— Start of Data provided —
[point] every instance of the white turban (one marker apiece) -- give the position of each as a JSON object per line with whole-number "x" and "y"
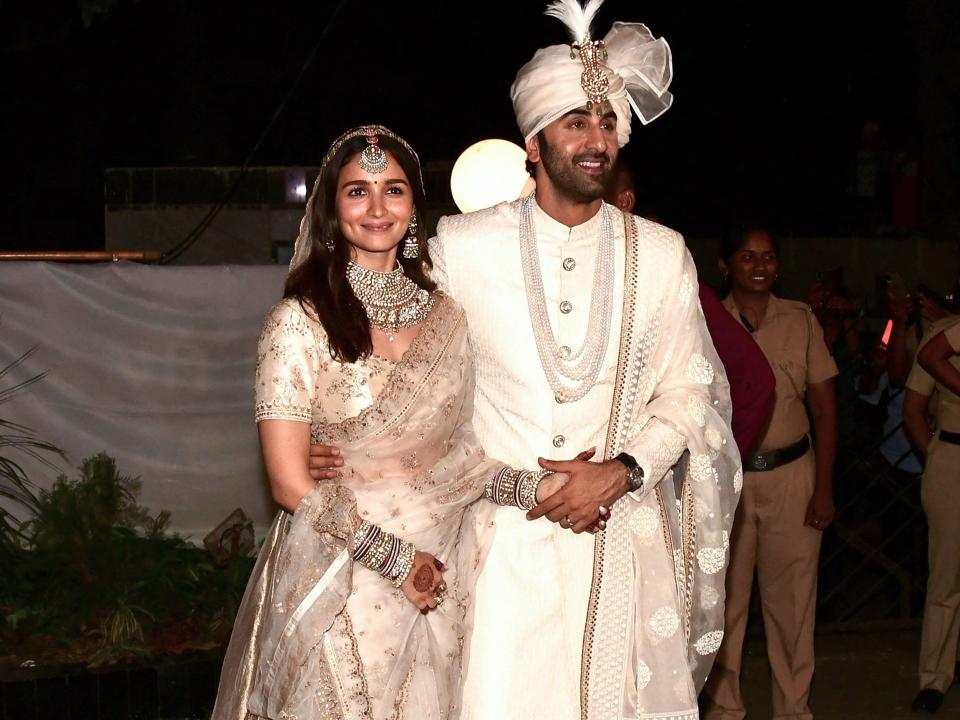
{"x": 638, "y": 67}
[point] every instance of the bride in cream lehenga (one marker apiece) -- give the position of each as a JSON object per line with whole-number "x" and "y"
{"x": 357, "y": 604}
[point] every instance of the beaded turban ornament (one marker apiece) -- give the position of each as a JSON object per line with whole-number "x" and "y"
{"x": 372, "y": 159}
{"x": 627, "y": 69}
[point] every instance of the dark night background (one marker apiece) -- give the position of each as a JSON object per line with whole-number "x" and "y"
{"x": 770, "y": 98}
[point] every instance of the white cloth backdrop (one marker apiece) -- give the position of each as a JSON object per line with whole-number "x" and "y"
{"x": 152, "y": 364}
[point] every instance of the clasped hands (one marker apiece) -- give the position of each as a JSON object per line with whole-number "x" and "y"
{"x": 577, "y": 496}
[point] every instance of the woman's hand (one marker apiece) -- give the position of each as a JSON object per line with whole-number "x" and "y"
{"x": 424, "y": 586}
{"x": 820, "y": 511}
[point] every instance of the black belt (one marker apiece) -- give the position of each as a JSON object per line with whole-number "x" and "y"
{"x": 762, "y": 462}
{"x": 952, "y": 438}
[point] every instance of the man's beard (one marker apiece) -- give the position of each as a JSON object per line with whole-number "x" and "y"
{"x": 571, "y": 182}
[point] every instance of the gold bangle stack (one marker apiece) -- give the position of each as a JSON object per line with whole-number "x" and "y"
{"x": 382, "y": 552}
{"x": 516, "y": 488}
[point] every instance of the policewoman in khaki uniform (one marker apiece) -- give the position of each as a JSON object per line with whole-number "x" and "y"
{"x": 787, "y": 498}
{"x": 940, "y": 495}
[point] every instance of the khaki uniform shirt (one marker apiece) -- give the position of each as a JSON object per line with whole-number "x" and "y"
{"x": 920, "y": 381}
{"x": 792, "y": 341}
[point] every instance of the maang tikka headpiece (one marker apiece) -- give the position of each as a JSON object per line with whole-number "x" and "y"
{"x": 578, "y": 19}
{"x": 373, "y": 159}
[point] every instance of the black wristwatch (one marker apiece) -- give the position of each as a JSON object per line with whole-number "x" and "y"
{"x": 634, "y": 471}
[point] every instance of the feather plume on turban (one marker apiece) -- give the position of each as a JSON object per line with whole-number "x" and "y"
{"x": 638, "y": 66}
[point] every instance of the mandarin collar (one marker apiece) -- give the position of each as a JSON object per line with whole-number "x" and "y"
{"x": 554, "y": 231}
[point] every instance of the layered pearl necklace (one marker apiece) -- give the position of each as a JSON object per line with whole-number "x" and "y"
{"x": 571, "y": 375}
{"x": 392, "y": 300}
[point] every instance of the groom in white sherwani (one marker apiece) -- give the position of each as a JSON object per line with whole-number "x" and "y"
{"x": 586, "y": 331}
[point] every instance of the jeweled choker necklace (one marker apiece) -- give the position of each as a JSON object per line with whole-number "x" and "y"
{"x": 392, "y": 300}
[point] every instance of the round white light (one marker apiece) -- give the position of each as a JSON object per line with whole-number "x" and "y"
{"x": 490, "y": 172}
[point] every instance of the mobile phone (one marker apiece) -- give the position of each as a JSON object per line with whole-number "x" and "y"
{"x": 887, "y": 331}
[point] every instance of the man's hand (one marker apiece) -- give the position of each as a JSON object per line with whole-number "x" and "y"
{"x": 591, "y": 486}
{"x": 324, "y": 459}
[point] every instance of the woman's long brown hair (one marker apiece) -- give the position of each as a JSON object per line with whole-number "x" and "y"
{"x": 320, "y": 282}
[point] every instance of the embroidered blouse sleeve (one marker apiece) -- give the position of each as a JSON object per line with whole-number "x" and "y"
{"x": 287, "y": 365}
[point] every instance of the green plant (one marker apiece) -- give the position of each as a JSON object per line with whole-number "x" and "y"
{"x": 98, "y": 579}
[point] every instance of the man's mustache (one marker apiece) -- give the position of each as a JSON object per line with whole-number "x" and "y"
{"x": 593, "y": 158}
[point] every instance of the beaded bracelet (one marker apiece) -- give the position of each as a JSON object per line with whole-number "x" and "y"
{"x": 516, "y": 488}
{"x": 383, "y": 552}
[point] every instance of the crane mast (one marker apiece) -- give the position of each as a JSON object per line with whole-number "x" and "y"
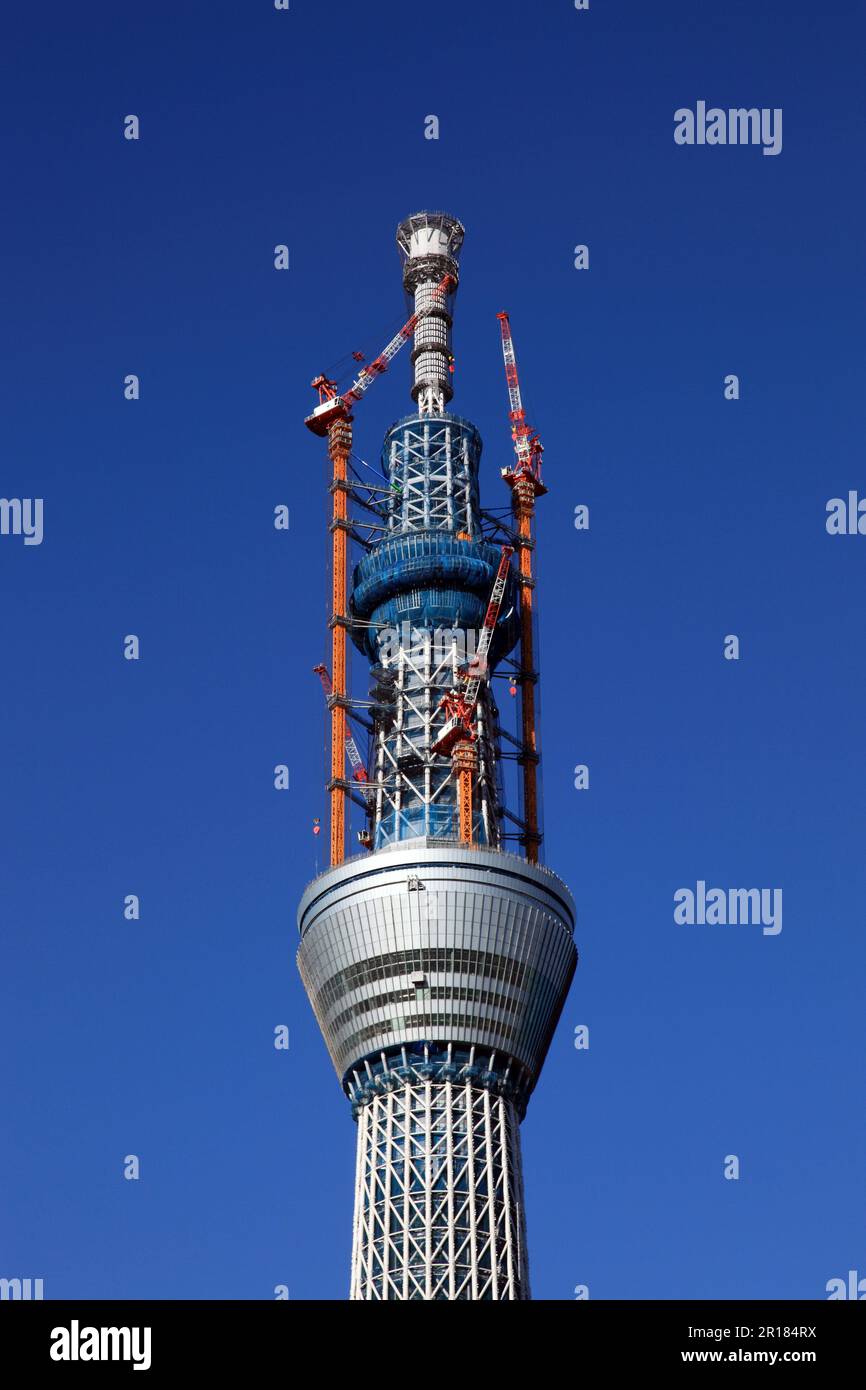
{"x": 332, "y": 420}
{"x": 458, "y": 733}
{"x": 524, "y": 481}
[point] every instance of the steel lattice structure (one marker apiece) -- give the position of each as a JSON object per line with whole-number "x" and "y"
{"x": 437, "y": 963}
{"x": 438, "y": 1200}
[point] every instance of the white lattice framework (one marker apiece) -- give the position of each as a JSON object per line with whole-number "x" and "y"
{"x": 433, "y": 478}
{"x": 438, "y": 1201}
{"x": 414, "y": 787}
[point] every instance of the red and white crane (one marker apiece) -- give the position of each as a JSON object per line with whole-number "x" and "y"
{"x": 332, "y": 419}
{"x": 524, "y": 481}
{"x": 458, "y": 734}
{"x": 359, "y": 772}
{"x": 338, "y": 407}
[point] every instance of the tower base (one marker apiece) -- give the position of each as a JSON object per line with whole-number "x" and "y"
{"x": 438, "y": 1196}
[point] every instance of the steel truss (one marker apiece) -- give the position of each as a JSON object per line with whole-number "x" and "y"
{"x": 438, "y": 1198}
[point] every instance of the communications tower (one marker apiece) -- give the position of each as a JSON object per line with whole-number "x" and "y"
{"x": 437, "y": 959}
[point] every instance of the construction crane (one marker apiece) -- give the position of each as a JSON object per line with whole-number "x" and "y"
{"x": 524, "y": 481}
{"x": 356, "y": 762}
{"x": 332, "y": 419}
{"x": 458, "y": 734}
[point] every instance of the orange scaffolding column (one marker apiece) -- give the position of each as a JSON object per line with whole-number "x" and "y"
{"x": 339, "y": 448}
{"x": 524, "y": 491}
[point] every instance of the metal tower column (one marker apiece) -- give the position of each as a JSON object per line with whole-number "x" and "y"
{"x": 438, "y": 963}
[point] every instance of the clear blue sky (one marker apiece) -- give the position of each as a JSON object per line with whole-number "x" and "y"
{"x": 706, "y": 517}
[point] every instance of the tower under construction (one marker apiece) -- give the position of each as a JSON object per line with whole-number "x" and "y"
{"x": 438, "y": 958}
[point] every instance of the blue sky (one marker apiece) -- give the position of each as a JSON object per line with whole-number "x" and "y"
{"x": 706, "y": 517}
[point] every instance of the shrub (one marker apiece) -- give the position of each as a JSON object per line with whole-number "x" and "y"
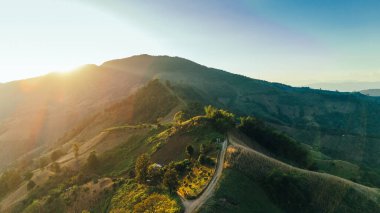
{"x": 31, "y": 184}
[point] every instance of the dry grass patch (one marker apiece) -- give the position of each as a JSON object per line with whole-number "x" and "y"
{"x": 196, "y": 181}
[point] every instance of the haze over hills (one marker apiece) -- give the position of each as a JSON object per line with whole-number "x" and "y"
{"x": 353, "y": 86}
{"x": 371, "y": 92}
{"x": 124, "y": 108}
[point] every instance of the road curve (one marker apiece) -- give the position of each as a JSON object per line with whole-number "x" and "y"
{"x": 193, "y": 205}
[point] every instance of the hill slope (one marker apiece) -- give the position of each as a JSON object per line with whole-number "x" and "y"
{"x": 272, "y": 186}
{"x": 42, "y": 110}
{"x": 371, "y": 92}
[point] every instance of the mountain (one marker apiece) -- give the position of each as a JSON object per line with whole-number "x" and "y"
{"x": 371, "y": 92}
{"x": 125, "y": 108}
{"x": 346, "y": 86}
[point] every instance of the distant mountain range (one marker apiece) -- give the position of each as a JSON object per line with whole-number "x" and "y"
{"x": 371, "y": 92}
{"x": 125, "y": 108}
{"x": 346, "y": 86}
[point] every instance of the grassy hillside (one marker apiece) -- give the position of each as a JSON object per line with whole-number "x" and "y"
{"x": 321, "y": 117}
{"x": 280, "y": 186}
{"x": 371, "y": 92}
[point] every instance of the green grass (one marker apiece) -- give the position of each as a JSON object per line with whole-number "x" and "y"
{"x": 295, "y": 190}
{"x": 121, "y": 159}
{"x": 339, "y": 168}
{"x": 196, "y": 181}
{"x": 239, "y": 193}
{"x": 131, "y": 195}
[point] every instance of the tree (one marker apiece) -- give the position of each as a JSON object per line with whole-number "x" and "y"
{"x": 221, "y": 119}
{"x": 171, "y": 180}
{"x": 76, "y": 150}
{"x": 154, "y": 174}
{"x": 202, "y": 159}
{"x": 202, "y": 149}
{"x": 141, "y": 168}
{"x": 56, "y": 155}
{"x": 189, "y": 151}
{"x": 43, "y": 162}
{"x": 179, "y": 117}
{"x": 92, "y": 161}
{"x": 28, "y": 175}
{"x": 55, "y": 167}
{"x": 31, "y": 184}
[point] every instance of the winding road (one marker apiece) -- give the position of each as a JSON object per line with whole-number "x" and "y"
{"x": 193, "y": 205}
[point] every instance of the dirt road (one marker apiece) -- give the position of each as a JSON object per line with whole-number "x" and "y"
{"x": 193, "y": 205}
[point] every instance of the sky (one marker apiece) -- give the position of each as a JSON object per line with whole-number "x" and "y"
{"x": 297, "y": 42}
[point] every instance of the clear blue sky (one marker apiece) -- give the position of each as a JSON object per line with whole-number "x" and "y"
{"x": 296, "y": 42}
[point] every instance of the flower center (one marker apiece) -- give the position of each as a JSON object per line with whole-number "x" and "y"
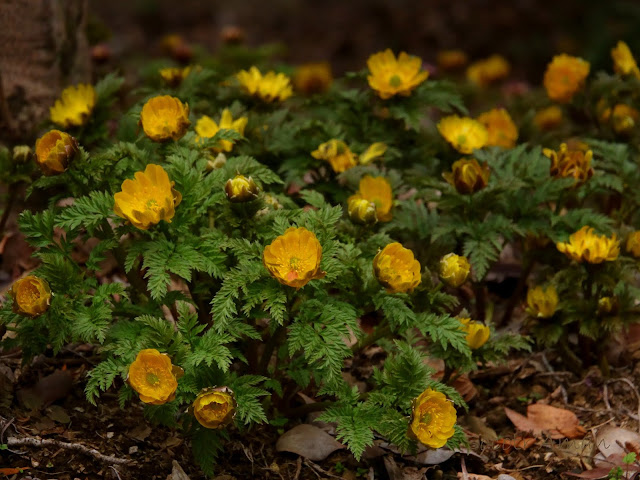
{"x": 152, "y": 379}
{"x": 395, "y": 81}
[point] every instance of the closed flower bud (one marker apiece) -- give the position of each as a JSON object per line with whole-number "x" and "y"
{"x": 22, "y": 153}
{"x": 432, "y": 419}
{"x": 31, "y": 296}
{"x": 215, "y": 407}
{"x": 54, "y": 151}
{"x": 468, "y": 176}
{"x": 397, "y": 269}
{"x": 477, "y": 333}
{"x": 454, "y": 269}
{"x": 541, "y": 302}
{"x": 240, "y": 189}
{"x": 633, "y": 243}
{"x": 361, "y": 210}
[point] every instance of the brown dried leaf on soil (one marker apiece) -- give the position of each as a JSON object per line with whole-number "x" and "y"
{"x": 556, "y": 422}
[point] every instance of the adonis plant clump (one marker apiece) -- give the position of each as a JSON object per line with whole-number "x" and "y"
{"x": 265, "y": 233}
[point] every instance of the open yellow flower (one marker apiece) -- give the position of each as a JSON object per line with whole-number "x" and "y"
{"x": 432, "y": 419}
{"x": 294, "y": 257}
{"x": 463, "y": 133}
{"x": 215, "y": 407}
{"x": 378, "y": 191}
{"x": 587, "y": 246}
{"x": 154, "y": 377}
{"x": 337, "y": 153}
{"x": 565, "y": 76}
{"x": 548, "y": 118}
{"x": 500, "y": 127}
{"x": 390, "y": 76}
{"x": 623, "y": 118}
{"x": 567, "y": 163}
{"x": 454, "y": 269}
{"x": 313, "y": 78}
{"x": 468, "y": 176}
{"x": 54, "y": 151}
{"x": 147, "y": 199}
{"x": 633, "y": 243}
{"x": 268, "y": 87}
{"x": 451, "y": 59}
{"x": 477, "y": 333}
{"x": 31, "y": 296}
{"x": 489, "y": 70}
{"x": 74, "y": 106}
{"x": 397, "y": 269}
{"x": 206, "y": 127}
{"x": 623, "y": 61}
{"x": 164, "y": 117}
{"x": 542, "y": 302}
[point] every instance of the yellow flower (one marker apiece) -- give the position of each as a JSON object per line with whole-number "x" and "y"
{"x": 390, "y": 76}
{"x": 622, "y": 117}
{"x": 313, "y": 78}
{"x": 215, "y": 407}
{"x": 454, "y": 269}
{"x": 154, "y": 377}
{"x": 174, "y": 76}
{"x": 269, "y": 87}
{"x": 451, "y": 59}
{"x": 567, "y": 163}
{"x": 147, "y": 199}
{"x": 240, "y": 189}
{"x": 31, "y": 296}
{"x": 207, "y": 128}
{"x": 548, "y": 118}
{"x": 542, "y": 302}
{"x": 397, "y": 269}
{"x": 164, "y": 117}
{"x": 500, "y": 127}
{"x": 587, "y": 246}
{"x": 294, "y": 257}
{"x": 489, "y": 70}
{"x": 337, "y": 153}
{"x": 372, "y": 152}
{"x": 378, "y": 191}
{"x": 477, "y": 333}
{"x": 463, "y": 133}
{"x": 432, "y": 419}
{"x": 565, "y": 75}
{"x": 623, "y": 61}
{"x": 54, "y": 151}
{"x": 74, "y": 106}
{"x": 361, "y": 210}
{"x": 633, "y": 243}
{"x": 468, "y": 176}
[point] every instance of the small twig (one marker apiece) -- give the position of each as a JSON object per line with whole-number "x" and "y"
{"x": 46, "y": 442}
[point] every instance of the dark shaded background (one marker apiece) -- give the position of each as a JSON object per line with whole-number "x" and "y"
{"x": 346, "y": 32}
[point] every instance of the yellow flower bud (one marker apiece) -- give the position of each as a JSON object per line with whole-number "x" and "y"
{"x": 215, "y": 407}
{"x": 31, "y": 296}
{"x": 361, "y": 210}
{"x": 477, "y": 333}
{"x": 454, "y": 269}
{"x": 633, "y": 243}
{"x": 241, "y": 189}
{"x": 397, "y": 269}
{"x": 432, "y": 419}
{"x": 468, "y": 176}
{"x": 542, "y": 303}
{"x": 54, "y": 151}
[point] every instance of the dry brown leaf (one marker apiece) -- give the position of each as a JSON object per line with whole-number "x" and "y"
{"x": 556, "y": 422}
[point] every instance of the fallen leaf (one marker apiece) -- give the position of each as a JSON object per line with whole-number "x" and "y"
{"x": 556, "y": 422}
{"x": 309, "y": 442}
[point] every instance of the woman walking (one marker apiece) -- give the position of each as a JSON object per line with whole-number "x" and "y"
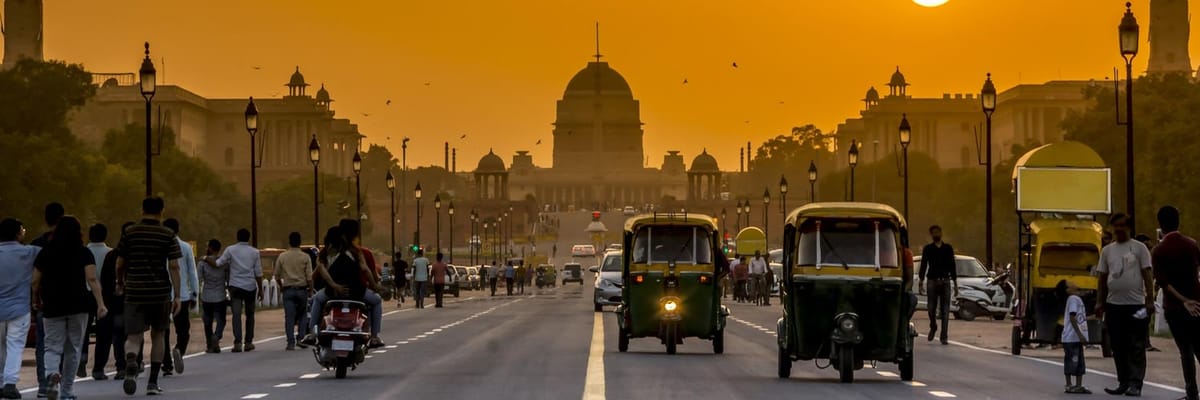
{"x": 65, "y": 290}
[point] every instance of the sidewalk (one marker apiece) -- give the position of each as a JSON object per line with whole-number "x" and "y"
{"x": 268, "y": 323}
{"x": 1161, "y": 366}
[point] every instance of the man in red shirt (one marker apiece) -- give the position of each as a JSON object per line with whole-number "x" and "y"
{"x": 1176, "y": 261}
{"x": 439, "y": 280}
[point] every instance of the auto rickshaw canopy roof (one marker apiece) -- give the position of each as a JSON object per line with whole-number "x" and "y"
{"x": 688, "y": 219}
{"x": 1067, "y": 154}
{"x": 845, "y": 209}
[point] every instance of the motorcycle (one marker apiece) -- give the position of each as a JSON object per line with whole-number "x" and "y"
{"x": 342, "y": 336}
{"x": 991, "y": 297}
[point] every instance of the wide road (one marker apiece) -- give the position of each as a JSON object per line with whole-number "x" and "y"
{"x": 549, "y": 344}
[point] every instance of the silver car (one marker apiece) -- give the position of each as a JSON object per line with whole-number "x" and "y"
{"x": 609, "y": 281}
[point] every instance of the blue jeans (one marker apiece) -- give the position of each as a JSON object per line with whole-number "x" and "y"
{"x": 371, "y": 298}
{"x": 295, "y": 299}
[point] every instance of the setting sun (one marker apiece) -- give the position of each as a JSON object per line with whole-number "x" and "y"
{"x": 930, "y": 3}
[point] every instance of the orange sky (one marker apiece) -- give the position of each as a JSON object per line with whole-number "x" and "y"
{"x": 496, "y": 67}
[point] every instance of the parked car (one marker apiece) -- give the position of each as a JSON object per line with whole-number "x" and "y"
{"x": 573, "y": 273}
{"x": 609, "y": 281}
{"x": 583, "y": 251}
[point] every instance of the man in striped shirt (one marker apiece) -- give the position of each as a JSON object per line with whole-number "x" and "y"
{"x": 148, "y": 274}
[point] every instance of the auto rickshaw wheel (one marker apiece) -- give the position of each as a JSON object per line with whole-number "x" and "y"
{"x": 785, "y": 363}
{"x": 1017, "y": 341}
{"x": 906, "y": 368}
{"x": 622, "y": 341}
{"x": 846, "y": 364}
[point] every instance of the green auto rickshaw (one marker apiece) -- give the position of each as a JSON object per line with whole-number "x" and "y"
{"x": 671, "y": 263}
{"x": 846, "y": 292}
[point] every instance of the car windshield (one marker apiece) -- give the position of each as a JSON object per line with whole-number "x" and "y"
{"x": 611, "y": 263}
{"x": 679, "y": 244}
{"x": 850, "y": 243}
{"x": 970, "y": 268}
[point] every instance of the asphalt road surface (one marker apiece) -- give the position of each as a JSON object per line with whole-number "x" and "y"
{"x": 549, "y": 344}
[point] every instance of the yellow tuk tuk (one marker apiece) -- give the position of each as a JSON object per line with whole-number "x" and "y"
{"x": 1060, "y": 190}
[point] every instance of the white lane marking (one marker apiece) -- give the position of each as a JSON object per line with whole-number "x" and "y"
— End of Data provided —
* Do this
Can you quote exactly the lines from the one containing "[point] every instance of the green auto" through the last line of the records above, and nothing else?

* Result
[point] every instance of the green auto rickshaw (one marker apiece) -- give the position of each as a JSON object per line with whole-number "x" and "y"
{"x": 671, "y": 263}
{"x": 846, "y": 292}
[point] every instance of the car windshield (one marker apiece) -- give the position of each as a JSON object per line with whole-number "x" and "y"
{"x": 611, "y": 263}
{"x": 679, "y": 244}
{"x": 850, "y": 243}
{"x": 970, "y": 268}
[point] every instance of the asphalt road surface (one marker apiece) -- give the position of each as a JSON object per line with whole-number "x" and "y"
{"x": 549, "y": 344}
[point] every instance of the yellow tuk tuk (one marker apiece) -- give the position of each as a JSON object per line with whole-number "x" and "y"
{"x": 1060, "y": 190}
[point] every instance of the white lane marking (one marker apiece) -- give the position of each as a JSON object per line with whole-number "x" and "y"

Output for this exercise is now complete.